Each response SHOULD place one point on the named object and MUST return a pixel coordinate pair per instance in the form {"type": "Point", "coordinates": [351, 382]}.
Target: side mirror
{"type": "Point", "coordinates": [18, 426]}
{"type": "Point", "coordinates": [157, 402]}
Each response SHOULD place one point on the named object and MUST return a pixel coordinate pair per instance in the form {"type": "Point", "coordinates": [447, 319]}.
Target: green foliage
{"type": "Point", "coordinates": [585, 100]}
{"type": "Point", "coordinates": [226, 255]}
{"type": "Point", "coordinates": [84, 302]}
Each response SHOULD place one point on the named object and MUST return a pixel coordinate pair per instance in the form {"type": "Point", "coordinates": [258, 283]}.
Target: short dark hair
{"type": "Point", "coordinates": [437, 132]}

- TRY IT: Each line of the data that contains "pair" belongs in the answer.

- RESPONSE:
Each response SHOULD place one point on the named object and MUST return a pixel coordinate pair per instance in the form {"type": "Point", "coordinates": [351, 382]}.
Each response SHOULD place one point on the named object and MUST return a pixel coordinate pair per instance in the form {"type": "Point", "coordinates": [447, 319]}.
Each response SHOULD place one point on the named object and MUST return a pixel coordinate pair per instance in the form {"type": "Point", "coordinates": [258, 283]}.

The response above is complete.